▶ Exercise description
Extend the passage on entrepreneurs knowing when to check their ego, continuing from its final sentence.

▶ Source passage
=== Section Start ===

Believe in what you are doing and let your passion and growth mindset bolster your self-confidence.
Know When to Check Your Ego
While it is certainly important to have an ego, it is equally as important to know when to check your ego.
The best entrepreneurs surround themselves with others possessing complementary skills and experiences. Be honest with yourself to know your own shortcomings. Diversify your leadership team to actively invite alternate points of view to support you make the best decisions. Recognize that the skills required to launch a new venture are different than the skills needed to scale a company, which are different from those needed to manage a mature organization.
At AirStrip, after we secured Series A funding, our new investor wanted to hire a seasoned CEO to take that role from the founders. Cameron loved the company enough to bring in a proven healthcare technology executive to become CEO and catalyze the organization to a new level and scale, with Cameron enthusiastically serving as chief medical officer for the now rapidly growing company.
In contrast, consider the fate of the founder of a fantastic organization of which I was part in the early to mid 1990s. Many industry old-timers may fondly remember Enterprise Systems (or ESi) as a fast-growing, fun-loving pioneer of best-in-class resource management software for materials management and surgical services.

=== Section End ===

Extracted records
=== Section Start ===

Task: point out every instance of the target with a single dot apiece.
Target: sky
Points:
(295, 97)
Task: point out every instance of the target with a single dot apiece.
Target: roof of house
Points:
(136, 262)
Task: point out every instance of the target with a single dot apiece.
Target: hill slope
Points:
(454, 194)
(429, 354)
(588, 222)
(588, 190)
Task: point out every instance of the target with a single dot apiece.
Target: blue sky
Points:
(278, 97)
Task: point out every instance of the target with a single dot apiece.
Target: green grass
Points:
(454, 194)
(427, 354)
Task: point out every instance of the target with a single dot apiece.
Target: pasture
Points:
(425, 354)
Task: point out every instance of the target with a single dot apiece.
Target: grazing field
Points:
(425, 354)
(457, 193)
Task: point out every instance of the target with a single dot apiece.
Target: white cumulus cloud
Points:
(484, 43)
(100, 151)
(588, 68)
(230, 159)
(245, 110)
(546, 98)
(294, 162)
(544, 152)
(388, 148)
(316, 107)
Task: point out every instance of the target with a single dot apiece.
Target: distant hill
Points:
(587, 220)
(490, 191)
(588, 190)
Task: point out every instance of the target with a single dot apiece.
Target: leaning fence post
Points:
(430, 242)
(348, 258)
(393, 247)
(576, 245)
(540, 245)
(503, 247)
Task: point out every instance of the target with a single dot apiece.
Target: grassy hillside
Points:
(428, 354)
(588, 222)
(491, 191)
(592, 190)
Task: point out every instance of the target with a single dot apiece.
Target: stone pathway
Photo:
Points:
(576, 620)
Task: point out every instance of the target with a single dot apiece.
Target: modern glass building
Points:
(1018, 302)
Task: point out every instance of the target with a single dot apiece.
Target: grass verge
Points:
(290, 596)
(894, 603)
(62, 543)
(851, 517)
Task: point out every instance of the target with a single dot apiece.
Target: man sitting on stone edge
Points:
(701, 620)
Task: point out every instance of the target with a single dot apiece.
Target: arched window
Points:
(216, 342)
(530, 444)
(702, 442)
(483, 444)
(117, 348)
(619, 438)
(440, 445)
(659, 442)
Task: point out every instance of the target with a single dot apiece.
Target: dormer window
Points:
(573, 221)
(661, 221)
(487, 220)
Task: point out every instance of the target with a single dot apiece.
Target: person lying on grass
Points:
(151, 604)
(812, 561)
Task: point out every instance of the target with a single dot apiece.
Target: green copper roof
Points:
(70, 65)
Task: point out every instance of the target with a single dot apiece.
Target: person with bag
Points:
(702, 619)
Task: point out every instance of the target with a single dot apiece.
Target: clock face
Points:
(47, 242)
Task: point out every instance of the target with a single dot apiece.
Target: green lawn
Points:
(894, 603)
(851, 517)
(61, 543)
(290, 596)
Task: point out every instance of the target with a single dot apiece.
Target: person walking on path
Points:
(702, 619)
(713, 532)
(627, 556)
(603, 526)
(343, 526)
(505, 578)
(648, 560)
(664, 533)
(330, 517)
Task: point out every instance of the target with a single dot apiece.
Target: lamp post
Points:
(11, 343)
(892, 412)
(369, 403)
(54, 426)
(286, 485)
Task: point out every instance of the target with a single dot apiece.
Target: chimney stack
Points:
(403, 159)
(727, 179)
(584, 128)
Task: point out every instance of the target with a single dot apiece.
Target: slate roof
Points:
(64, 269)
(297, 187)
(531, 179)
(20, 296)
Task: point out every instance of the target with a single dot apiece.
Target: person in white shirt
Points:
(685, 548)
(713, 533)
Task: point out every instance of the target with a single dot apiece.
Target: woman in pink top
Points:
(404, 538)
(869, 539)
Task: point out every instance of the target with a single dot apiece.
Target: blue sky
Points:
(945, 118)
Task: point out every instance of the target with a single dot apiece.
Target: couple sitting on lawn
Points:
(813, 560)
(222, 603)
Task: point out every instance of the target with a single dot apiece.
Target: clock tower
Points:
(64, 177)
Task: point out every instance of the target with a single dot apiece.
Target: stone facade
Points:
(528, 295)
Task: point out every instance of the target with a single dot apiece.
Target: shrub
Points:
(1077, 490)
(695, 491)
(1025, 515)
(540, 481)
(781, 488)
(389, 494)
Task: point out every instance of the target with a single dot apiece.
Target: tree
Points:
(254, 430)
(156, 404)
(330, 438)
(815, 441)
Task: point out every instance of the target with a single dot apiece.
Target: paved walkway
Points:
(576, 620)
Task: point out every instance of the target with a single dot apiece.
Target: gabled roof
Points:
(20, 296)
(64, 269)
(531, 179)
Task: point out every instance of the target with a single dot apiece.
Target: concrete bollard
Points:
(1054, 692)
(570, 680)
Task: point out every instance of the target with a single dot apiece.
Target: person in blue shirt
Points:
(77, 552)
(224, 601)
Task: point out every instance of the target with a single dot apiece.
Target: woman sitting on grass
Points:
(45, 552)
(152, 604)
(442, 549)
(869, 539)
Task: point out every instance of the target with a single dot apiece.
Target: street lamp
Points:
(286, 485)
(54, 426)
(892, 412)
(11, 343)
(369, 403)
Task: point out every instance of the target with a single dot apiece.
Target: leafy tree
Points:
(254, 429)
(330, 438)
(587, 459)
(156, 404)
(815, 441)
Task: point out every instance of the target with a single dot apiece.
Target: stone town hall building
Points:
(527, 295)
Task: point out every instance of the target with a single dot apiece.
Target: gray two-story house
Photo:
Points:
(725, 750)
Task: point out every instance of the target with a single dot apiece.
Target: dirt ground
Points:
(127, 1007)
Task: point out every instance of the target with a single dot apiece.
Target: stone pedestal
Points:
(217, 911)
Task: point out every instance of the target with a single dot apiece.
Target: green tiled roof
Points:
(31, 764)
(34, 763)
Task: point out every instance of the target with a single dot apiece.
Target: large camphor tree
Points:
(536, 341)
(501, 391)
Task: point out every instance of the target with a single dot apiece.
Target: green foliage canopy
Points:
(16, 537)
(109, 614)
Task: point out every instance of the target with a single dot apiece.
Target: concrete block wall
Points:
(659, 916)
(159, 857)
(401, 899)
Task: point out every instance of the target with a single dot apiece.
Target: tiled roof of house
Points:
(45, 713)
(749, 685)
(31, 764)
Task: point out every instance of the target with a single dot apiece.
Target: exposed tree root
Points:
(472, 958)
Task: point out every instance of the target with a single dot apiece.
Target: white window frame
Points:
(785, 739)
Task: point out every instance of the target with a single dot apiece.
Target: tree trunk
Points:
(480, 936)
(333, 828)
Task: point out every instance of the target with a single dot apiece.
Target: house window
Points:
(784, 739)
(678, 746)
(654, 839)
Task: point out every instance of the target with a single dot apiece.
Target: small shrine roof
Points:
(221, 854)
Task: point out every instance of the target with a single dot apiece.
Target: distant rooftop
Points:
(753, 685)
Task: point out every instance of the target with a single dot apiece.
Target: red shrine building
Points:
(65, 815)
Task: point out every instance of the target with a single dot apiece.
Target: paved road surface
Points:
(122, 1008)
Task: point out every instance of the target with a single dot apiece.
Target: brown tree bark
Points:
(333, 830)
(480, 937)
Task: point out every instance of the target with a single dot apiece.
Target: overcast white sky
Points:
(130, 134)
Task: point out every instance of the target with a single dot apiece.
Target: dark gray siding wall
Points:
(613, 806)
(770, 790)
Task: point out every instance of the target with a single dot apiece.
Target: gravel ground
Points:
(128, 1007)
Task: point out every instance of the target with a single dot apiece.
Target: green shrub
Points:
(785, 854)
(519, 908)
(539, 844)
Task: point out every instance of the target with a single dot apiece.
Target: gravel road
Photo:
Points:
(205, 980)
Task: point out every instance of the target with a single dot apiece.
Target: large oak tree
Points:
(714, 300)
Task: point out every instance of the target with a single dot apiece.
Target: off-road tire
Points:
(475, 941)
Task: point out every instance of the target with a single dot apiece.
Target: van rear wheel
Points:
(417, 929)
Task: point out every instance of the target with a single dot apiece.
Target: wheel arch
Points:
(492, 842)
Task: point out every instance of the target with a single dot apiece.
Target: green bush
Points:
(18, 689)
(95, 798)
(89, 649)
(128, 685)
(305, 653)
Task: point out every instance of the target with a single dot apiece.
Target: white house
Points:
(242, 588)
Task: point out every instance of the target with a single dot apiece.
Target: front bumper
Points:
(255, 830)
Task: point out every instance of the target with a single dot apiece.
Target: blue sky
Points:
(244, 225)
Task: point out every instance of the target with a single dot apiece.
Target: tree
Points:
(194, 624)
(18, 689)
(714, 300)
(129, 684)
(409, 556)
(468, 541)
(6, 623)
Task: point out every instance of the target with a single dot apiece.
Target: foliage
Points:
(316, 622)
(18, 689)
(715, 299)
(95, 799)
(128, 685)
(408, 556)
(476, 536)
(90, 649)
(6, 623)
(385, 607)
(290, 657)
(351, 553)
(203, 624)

=== Section End ===

▶ Answer section
As the company grew and took on outside investors, the founder and CEO, who passionately built an incredible business (which benefited earlier from his strong will and ego) resisted the changes needed to best position the company for its next chapter of growth. He was unfortunately removed from his own company, which created the opportunity for Glen Tullman, in his first healthcare CEO gig, to lead the organization through a successful IPO and eventual sale to HBOC.
Trusting the right investor is one of the most important decisions an entrepreneur will make to guide a founder’s understanding of his or her best evolving role. The wisdom of our Series A investor at AirStrip was invaluable as the company expanded leadership and attracted subsequent follow-on investment to give our founders confidence their company was in good hands as their roles changed.
After opening this column with words from Freud, consider Jerry’s prescription below to George to improve his life and how it may apply to improving your business.
“You know you really need some help. A regular psychiatrist couldn’t even help you. You need to go to like Vienna or something. You know what I mean? You need to get involved at the university level. Like where Freud studied and have all those people looking at you and checking up on you. That’s the kind of help you need. Not the once a week for eighty bucks. No. You need a team. A team of psychiatrists working round the clock thinking about you, having conferences, observing you, like the way they did with the Elephant Man. That’s what I’m talking about because that’s the only way you’re going to get better.”
Only through an understanding of human behavior by considering the unexamined intersection of Sigmund Freud and Jerry Seinfeld can an entrepreneur know when to be the master of your own house versus when to be the master of your domain. This may determine whether or not you are ultimately “in” or “out.”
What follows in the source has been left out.